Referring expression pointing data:
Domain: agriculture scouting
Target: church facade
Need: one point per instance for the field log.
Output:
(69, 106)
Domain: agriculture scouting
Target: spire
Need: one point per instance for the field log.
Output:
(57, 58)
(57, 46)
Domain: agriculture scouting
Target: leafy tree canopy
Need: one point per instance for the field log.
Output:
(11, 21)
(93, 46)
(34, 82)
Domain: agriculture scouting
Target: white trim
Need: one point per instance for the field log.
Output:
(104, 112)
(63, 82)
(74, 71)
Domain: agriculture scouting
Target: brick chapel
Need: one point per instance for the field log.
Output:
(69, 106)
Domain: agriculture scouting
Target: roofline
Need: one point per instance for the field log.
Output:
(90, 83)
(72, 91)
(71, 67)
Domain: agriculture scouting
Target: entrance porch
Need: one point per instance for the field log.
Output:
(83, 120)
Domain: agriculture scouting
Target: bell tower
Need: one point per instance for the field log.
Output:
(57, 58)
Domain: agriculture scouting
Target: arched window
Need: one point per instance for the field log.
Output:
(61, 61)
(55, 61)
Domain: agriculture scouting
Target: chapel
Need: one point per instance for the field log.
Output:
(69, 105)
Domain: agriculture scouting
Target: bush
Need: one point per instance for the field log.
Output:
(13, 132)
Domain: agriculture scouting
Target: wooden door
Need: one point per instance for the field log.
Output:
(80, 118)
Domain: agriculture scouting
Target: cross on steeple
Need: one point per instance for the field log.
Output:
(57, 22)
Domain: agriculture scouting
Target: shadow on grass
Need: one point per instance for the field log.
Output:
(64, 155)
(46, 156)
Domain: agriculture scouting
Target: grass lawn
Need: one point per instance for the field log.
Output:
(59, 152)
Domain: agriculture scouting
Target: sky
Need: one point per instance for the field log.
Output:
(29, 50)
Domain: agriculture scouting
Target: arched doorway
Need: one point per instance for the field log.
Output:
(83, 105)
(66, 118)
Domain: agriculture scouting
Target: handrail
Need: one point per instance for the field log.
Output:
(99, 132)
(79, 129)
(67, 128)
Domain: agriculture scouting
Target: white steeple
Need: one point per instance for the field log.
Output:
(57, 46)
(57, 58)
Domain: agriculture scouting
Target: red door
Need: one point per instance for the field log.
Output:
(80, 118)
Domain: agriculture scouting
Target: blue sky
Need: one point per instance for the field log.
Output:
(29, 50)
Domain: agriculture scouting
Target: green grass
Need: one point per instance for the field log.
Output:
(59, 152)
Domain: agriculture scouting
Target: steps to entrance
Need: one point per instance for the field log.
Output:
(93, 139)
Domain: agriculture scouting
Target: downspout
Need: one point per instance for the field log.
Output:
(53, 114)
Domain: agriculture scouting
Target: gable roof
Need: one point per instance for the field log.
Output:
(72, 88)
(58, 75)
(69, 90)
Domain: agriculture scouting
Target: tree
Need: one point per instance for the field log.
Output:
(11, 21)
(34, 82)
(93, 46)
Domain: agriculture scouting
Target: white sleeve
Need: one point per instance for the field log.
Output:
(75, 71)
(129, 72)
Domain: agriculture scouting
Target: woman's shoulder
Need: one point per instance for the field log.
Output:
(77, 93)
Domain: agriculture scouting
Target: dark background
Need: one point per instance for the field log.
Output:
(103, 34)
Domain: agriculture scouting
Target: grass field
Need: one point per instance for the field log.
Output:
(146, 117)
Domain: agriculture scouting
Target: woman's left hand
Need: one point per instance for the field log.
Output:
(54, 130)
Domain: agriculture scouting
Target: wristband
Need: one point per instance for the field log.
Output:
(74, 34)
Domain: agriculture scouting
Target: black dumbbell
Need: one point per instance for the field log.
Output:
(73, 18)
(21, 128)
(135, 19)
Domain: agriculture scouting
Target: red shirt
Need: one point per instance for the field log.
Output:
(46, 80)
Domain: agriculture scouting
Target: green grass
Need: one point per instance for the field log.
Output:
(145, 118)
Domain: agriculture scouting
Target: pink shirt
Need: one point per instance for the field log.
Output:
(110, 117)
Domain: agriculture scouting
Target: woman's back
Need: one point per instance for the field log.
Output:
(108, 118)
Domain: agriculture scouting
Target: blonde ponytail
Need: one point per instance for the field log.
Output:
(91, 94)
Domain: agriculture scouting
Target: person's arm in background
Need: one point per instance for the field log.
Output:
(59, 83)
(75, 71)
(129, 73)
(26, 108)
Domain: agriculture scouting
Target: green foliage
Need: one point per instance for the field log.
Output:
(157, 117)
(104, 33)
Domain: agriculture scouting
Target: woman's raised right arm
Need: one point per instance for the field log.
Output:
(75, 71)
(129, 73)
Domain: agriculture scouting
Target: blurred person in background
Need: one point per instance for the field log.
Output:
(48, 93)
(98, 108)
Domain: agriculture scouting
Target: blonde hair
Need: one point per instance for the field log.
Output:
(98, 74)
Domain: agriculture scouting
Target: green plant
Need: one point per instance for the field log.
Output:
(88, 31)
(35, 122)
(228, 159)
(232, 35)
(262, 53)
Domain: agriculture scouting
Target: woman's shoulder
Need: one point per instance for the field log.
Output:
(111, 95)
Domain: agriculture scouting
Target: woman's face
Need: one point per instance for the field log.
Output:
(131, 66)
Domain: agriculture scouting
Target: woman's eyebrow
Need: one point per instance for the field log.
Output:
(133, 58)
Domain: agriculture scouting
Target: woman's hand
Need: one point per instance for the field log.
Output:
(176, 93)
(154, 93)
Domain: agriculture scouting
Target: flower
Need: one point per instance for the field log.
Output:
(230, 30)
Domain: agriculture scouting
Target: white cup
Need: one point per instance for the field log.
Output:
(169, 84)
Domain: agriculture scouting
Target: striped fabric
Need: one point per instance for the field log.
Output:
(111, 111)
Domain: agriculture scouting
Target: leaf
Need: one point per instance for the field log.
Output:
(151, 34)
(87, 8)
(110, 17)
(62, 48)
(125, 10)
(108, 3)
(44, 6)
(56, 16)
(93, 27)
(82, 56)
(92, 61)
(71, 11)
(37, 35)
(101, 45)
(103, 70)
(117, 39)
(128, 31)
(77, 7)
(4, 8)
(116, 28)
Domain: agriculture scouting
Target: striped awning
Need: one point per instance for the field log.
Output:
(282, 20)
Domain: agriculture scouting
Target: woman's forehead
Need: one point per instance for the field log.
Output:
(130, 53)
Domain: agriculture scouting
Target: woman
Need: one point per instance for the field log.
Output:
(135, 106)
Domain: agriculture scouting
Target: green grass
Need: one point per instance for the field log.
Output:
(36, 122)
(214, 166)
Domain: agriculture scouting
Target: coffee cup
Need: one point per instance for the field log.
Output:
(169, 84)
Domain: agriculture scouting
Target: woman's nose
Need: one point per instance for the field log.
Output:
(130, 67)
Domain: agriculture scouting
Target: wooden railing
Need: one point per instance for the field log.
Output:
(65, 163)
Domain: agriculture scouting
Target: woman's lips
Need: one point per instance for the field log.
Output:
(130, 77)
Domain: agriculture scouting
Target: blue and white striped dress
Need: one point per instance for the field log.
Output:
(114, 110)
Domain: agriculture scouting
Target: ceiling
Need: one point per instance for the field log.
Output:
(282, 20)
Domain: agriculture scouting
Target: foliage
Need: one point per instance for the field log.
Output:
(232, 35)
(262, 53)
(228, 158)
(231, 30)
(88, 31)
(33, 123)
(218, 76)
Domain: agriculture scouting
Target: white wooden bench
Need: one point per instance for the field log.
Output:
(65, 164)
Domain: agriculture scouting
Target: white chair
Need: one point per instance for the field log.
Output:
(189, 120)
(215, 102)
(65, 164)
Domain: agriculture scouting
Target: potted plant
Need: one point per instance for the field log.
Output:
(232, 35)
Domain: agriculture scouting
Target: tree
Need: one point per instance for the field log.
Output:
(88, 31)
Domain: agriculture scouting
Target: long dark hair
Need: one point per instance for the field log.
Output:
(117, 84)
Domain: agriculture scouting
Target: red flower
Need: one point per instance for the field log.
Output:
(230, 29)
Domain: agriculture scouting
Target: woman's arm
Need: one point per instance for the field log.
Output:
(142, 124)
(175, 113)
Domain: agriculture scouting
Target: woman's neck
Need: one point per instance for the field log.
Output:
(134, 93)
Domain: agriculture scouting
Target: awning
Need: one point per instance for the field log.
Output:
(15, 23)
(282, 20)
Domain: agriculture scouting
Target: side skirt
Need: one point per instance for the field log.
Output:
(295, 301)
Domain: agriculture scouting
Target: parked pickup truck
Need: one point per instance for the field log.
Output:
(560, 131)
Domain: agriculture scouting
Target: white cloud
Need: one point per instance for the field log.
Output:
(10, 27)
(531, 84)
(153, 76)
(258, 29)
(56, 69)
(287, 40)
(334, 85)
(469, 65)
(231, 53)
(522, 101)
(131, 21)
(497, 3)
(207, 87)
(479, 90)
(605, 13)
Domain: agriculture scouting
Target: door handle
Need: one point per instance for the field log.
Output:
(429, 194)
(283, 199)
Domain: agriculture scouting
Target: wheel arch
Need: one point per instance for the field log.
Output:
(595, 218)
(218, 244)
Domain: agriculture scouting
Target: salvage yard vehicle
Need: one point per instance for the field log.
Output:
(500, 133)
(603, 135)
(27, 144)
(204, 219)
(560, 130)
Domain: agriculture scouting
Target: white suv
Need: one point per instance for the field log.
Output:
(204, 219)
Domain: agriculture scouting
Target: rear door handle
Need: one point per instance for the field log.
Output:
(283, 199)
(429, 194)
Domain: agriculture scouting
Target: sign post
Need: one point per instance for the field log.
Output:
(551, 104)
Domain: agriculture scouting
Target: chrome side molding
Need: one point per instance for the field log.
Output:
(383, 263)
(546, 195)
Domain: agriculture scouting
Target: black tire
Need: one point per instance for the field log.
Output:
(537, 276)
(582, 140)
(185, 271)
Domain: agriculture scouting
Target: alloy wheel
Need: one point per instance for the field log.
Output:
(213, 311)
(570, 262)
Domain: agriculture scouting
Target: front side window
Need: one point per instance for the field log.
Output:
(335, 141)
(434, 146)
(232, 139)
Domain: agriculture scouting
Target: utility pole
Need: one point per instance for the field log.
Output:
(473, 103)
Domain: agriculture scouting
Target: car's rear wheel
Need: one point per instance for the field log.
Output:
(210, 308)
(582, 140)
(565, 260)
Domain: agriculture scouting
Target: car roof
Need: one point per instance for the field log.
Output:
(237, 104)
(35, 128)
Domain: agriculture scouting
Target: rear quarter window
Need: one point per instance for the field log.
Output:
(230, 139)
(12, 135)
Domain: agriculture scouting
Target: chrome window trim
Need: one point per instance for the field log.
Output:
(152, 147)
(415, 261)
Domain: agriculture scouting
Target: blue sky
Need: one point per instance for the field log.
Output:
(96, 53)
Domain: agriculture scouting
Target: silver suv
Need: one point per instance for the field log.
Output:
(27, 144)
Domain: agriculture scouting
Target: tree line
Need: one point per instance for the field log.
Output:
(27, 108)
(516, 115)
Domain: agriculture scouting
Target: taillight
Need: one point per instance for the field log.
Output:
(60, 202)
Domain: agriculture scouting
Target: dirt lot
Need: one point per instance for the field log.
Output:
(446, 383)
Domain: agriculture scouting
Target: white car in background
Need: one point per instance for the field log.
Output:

(EXERCISE OBJECTIVE): Extract every line above containing the word "striped".

(OUTPUT FOR THIS TASK):
Target: striped fabric
Target: striped awning
Target: blue and white striped dress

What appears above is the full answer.